Task item ::
For this exercise, return exactly the lines of the material below that begin at the one with "Query: wooden staircase" and stop after the one with "Query: wooden door".

Task material ::

****************************************

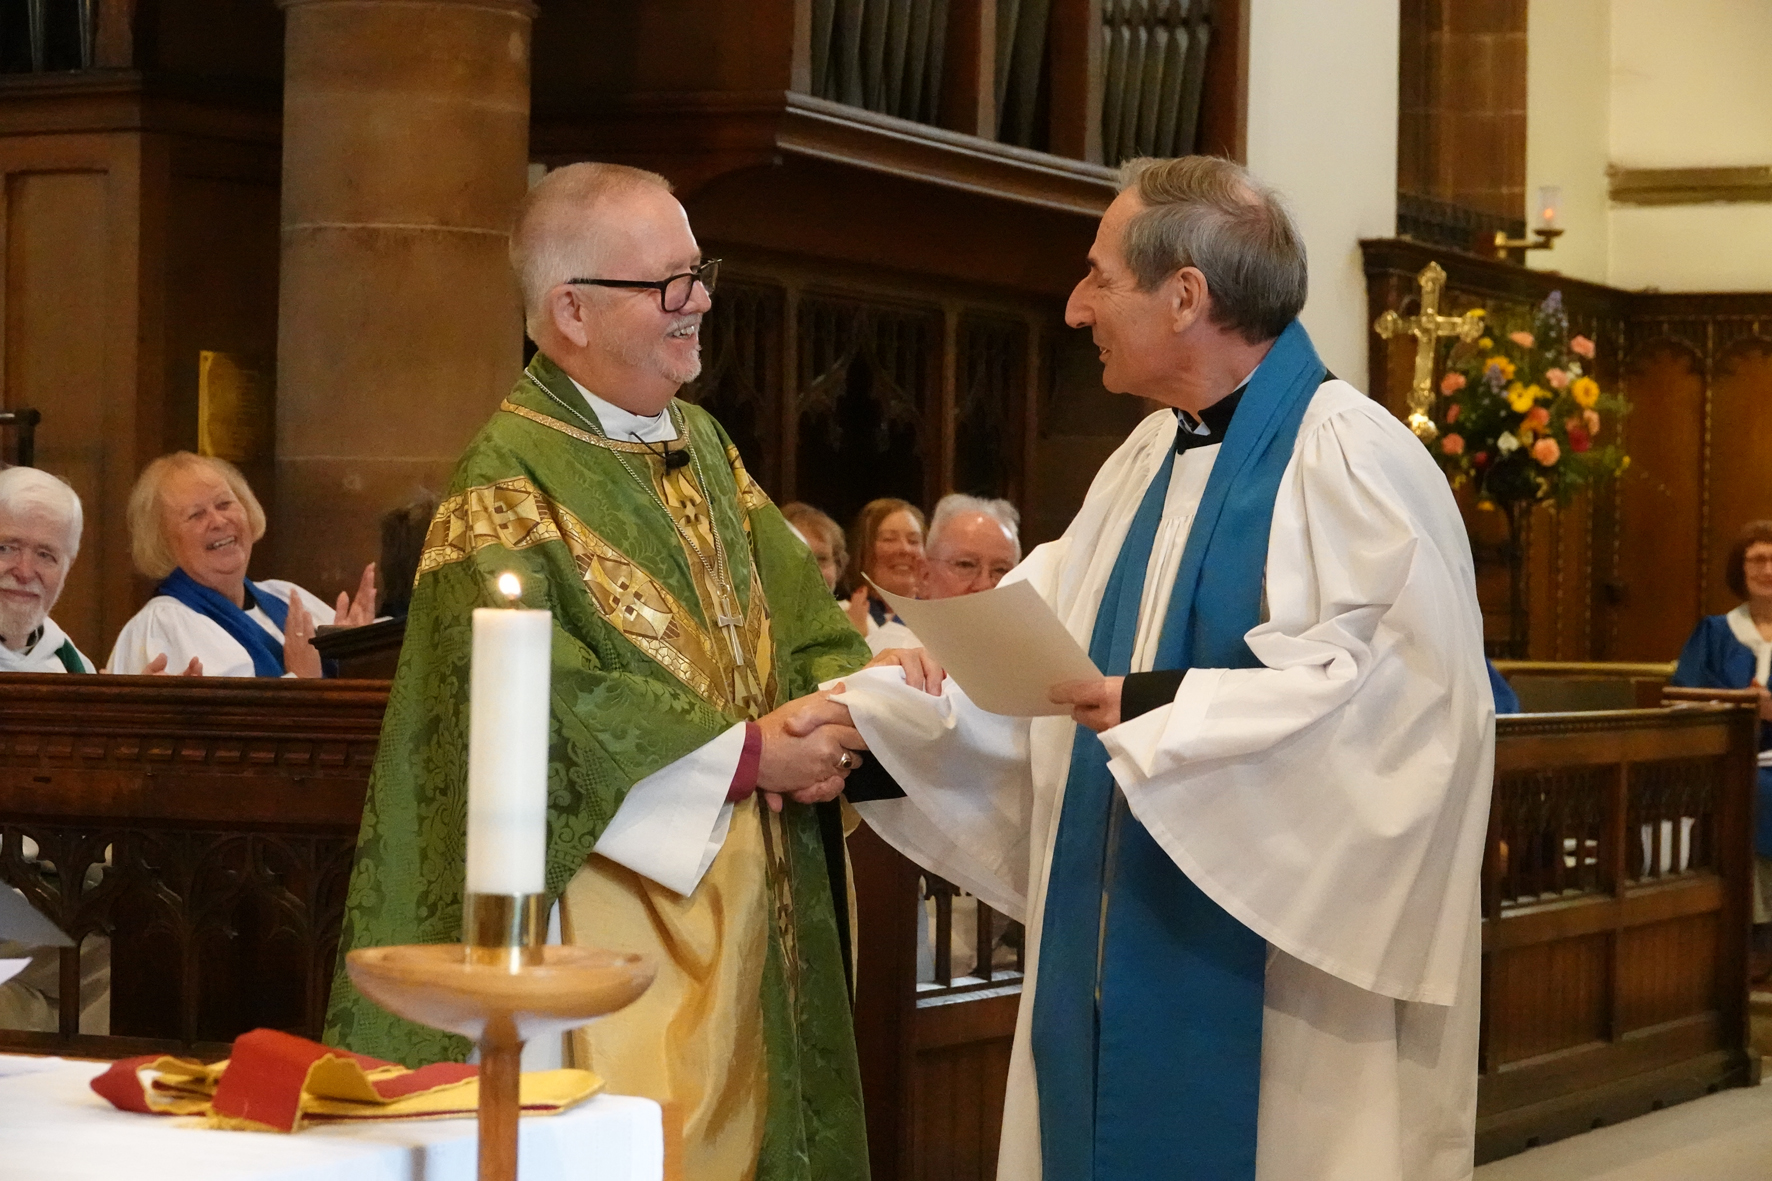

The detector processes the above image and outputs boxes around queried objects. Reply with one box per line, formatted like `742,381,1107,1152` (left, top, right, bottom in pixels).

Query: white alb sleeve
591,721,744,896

****************************************

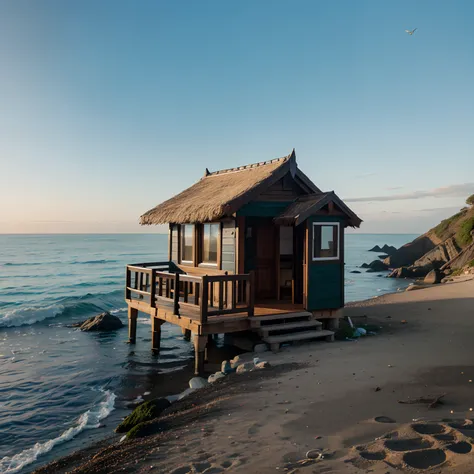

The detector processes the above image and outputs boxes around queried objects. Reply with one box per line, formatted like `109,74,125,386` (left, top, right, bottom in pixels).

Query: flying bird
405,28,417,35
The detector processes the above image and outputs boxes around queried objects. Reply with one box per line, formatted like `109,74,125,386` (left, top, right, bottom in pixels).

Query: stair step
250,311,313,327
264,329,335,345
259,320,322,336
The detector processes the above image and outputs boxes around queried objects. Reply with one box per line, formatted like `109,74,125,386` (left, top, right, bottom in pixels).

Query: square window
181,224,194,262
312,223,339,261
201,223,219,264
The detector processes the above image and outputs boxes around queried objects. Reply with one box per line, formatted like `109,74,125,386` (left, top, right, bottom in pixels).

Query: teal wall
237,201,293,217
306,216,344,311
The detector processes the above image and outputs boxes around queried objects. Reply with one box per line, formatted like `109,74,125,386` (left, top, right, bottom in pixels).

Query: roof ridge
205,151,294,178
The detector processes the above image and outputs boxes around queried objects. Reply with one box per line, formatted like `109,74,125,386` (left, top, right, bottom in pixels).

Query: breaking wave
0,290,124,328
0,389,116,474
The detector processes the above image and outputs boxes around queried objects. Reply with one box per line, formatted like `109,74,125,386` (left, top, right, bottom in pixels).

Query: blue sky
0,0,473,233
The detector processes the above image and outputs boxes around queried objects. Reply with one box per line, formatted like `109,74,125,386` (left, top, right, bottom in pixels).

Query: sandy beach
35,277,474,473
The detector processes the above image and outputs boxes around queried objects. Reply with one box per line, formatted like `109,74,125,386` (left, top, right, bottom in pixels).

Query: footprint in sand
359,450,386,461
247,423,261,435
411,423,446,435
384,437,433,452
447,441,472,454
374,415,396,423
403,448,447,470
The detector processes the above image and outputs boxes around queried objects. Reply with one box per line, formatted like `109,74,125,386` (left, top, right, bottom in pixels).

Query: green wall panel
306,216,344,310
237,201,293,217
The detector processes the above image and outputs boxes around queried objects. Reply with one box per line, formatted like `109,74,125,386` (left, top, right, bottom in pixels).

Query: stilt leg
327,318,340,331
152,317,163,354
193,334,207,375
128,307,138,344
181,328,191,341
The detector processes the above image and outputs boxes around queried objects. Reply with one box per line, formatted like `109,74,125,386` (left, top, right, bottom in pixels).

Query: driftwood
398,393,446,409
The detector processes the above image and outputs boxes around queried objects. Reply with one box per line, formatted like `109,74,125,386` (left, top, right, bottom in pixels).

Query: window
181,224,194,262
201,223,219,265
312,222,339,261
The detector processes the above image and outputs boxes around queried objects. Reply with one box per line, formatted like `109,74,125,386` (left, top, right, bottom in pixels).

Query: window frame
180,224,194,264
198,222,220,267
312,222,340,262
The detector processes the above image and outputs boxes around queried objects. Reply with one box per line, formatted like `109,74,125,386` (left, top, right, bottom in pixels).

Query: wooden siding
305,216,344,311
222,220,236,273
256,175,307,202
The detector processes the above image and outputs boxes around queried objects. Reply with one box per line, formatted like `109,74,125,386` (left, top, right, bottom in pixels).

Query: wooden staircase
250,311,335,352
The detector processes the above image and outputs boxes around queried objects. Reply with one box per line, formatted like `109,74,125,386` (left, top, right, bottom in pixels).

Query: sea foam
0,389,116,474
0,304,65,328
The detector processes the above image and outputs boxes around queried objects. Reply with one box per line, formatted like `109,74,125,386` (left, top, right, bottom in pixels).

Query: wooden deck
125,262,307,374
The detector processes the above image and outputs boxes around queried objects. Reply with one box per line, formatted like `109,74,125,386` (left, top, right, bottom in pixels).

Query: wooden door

****************************************

Finished exercise ::
Query: wooden staircase
250,311,335,352
The detector processes the above image and outputs boxes around queried objects. Reply with one box per line, formatted like `109,74,125,386` (left, top, right, bottom in pixels).

Query: sea foam
0,389,116,474
0,304,65,328
The detector processes the above image and outputs boxes around queried objects. Reply with one box per line, formatted like `109,74,125,386` (left, top, right, bottom in pixels).

Query: wooden deck
125,262,307,374
The detector processes the above image and outputs boxes around queried objects. Reply with one box per line, formatted like `109,74,125,386` (left, top, right, bottom in pixels).

Query: wooden door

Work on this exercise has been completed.